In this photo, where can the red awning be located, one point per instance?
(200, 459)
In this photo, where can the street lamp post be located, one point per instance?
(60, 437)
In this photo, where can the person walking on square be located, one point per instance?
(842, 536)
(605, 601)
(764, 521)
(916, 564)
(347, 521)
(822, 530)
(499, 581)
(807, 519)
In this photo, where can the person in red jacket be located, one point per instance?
================================
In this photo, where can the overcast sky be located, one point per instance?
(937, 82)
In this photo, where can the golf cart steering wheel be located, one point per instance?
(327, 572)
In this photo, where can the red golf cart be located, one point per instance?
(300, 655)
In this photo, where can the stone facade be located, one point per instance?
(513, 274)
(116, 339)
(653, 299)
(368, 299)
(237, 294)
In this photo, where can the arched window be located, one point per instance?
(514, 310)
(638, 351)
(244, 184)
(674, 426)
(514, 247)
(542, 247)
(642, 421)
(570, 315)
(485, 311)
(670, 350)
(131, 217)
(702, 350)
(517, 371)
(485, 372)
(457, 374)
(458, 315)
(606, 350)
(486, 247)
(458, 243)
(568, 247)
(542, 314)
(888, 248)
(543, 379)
================================
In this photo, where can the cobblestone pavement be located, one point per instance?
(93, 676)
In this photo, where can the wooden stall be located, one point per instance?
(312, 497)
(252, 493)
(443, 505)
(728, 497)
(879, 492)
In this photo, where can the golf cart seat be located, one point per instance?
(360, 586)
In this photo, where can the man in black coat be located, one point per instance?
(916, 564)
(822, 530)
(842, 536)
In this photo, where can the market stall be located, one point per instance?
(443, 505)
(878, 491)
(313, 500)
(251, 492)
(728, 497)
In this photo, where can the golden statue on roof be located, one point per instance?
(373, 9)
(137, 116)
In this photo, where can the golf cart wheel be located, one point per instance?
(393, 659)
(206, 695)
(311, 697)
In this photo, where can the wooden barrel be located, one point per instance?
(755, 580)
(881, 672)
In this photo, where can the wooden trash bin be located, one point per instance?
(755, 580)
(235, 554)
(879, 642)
================================
_WORK INSTRUCTIONS:_
Could you convert the entries above, from the line containing "In this photo, where can the red awning" through the line containing "In this photo, where can the person in", both lines included, into a JSON list of strings? Use one string per line and omit blank lines.

_TASK RESULT:_
[
  "In this photo, where can the red awning be located, one point per instance?",
  "(200, 459)",
  "In this photo, where can the street lamp post be located, one point per instance?",
  "(60, 437)",
  "In this photo, where can the person walking on square be located, one point per instance?",
  "(842, 536)",
  "(605, 601)",
  "(764, 521)",
  "(916, 564)",
  "(347, 521)",
  "(822, 530)",
  "(499, 581)",
  "(807, 519)",
  "In this photo, where can the person in red jacket be located, one point per instance?"
]